» Problem requirements: Below are the records. Retype exactly the lines between the lines holding "# annotate each instance of the beverage" and "# annotate each instance of the electrical", inclusive.

——

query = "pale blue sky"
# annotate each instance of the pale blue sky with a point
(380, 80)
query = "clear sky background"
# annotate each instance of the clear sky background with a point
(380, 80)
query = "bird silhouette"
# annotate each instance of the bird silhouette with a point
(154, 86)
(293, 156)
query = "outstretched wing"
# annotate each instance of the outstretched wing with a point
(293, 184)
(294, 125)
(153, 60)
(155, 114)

——

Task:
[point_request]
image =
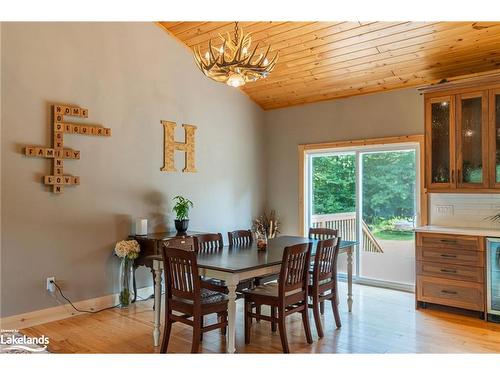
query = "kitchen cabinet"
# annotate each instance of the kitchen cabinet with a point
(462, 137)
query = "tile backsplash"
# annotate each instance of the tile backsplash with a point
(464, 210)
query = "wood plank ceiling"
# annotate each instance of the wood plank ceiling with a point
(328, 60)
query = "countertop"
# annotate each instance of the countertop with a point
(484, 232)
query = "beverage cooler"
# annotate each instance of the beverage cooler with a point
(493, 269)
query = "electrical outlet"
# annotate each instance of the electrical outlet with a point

——

» Answer below:
# annotate each instance of the beverage cooler with a point
(493, 269)
query = "electrical outlet"
# annotate each instance of the electrical outlet with a point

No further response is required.